Task data START

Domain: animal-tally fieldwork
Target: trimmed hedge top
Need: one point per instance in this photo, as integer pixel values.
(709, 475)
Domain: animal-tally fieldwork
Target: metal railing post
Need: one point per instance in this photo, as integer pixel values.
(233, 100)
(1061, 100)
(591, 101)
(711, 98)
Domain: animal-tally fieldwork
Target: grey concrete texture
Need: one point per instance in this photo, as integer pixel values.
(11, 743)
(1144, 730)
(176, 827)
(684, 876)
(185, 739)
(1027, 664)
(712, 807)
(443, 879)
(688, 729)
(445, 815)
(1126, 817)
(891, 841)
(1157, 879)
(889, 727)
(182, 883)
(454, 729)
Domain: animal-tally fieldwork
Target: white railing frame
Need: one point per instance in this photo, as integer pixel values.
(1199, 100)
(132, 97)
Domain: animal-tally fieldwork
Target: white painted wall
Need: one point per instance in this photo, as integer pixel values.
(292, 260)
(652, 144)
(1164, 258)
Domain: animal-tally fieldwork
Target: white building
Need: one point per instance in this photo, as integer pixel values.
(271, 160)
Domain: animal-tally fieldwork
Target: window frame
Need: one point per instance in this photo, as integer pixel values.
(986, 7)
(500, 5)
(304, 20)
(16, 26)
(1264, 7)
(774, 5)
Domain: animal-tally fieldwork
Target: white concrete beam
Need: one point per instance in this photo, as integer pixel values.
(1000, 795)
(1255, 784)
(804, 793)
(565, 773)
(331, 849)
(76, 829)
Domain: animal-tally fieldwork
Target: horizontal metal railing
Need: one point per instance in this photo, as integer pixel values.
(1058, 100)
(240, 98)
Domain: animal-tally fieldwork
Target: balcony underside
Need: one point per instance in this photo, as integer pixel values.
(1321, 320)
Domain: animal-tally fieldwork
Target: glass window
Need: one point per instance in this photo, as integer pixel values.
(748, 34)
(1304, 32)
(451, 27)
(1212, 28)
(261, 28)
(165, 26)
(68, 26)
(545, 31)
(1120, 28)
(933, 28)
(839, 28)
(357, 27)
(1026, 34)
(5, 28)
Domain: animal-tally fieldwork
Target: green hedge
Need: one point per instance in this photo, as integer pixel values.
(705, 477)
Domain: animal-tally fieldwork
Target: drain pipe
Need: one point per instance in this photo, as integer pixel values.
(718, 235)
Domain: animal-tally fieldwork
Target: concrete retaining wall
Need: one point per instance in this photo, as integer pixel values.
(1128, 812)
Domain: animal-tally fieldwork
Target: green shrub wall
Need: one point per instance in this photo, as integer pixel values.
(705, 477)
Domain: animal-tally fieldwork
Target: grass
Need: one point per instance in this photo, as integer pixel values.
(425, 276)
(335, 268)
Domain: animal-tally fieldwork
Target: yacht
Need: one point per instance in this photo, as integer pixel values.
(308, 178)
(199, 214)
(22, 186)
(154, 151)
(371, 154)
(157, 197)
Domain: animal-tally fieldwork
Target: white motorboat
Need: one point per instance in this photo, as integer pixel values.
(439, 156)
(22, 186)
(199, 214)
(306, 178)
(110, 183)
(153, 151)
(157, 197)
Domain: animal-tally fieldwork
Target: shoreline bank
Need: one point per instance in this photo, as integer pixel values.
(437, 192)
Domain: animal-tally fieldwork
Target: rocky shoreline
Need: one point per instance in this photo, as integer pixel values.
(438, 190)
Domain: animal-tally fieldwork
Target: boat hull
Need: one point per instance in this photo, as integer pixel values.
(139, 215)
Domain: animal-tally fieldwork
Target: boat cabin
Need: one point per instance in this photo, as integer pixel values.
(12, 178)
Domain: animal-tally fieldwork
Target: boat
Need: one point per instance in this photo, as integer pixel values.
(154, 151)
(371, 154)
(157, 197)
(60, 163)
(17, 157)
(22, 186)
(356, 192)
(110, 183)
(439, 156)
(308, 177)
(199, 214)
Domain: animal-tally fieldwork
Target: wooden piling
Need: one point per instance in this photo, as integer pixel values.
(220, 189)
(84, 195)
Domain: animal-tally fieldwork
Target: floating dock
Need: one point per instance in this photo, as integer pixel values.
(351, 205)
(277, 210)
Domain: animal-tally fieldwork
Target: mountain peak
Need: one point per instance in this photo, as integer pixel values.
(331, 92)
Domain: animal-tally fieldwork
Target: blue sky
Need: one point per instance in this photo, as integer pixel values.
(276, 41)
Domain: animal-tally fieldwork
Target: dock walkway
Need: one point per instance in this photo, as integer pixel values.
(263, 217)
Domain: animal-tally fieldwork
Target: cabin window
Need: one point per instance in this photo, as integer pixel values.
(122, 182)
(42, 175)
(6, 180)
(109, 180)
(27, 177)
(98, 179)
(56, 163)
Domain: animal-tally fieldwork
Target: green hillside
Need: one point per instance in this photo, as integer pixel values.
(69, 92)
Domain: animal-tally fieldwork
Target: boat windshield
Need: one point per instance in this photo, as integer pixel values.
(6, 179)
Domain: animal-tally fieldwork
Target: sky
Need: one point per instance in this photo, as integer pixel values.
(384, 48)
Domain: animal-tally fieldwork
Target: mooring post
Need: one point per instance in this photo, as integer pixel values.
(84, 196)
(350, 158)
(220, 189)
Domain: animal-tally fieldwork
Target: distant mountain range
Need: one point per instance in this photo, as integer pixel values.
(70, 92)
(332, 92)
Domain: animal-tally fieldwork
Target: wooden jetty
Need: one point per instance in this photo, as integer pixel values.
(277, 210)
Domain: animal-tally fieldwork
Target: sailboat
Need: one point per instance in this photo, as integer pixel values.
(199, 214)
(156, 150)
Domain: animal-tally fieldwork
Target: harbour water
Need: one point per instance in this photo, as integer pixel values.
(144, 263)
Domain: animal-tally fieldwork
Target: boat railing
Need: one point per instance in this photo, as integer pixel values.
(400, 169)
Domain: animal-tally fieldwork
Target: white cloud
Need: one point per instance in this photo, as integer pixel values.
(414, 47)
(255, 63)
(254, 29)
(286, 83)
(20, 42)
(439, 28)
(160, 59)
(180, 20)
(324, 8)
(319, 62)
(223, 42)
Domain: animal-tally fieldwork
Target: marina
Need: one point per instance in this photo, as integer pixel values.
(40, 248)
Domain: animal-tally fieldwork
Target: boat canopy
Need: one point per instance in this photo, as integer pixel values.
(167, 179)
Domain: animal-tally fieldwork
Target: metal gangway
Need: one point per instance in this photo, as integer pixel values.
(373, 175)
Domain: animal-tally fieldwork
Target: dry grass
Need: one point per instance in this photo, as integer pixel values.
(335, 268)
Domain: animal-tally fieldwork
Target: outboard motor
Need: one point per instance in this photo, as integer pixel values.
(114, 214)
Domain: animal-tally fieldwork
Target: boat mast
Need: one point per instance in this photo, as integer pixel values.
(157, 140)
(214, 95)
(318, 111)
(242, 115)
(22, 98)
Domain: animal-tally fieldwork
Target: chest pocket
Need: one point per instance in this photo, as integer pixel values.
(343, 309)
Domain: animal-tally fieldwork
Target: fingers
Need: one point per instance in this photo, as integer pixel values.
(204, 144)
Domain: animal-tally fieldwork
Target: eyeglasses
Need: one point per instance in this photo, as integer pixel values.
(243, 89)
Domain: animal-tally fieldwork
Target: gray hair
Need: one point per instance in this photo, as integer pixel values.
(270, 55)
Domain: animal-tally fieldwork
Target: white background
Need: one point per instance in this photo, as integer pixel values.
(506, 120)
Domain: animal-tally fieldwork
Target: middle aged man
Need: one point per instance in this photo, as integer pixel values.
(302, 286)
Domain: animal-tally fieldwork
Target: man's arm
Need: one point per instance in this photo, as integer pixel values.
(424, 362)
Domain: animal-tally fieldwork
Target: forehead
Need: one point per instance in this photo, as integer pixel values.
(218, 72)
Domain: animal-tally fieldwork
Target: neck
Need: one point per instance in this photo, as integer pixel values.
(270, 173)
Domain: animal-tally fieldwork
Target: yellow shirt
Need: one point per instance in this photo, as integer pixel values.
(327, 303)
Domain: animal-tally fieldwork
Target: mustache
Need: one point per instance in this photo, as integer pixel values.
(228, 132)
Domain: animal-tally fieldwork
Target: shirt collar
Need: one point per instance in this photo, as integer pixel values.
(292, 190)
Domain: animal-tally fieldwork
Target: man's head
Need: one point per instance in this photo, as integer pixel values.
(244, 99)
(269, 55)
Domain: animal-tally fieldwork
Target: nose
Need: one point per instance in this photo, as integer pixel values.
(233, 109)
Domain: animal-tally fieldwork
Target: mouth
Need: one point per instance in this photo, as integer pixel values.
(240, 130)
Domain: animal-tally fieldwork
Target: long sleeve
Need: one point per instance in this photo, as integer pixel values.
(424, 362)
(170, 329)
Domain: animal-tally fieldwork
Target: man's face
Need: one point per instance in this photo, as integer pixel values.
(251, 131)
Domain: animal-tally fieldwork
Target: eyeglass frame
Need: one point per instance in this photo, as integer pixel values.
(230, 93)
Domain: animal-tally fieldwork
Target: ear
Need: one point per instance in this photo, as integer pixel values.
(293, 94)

Task data END

#### [Task description]
Copy each line of the data that contains the word "hedge", leaving the other lines out.

#### [Written solution]
Target: trimmed hedge top
Target: green hedge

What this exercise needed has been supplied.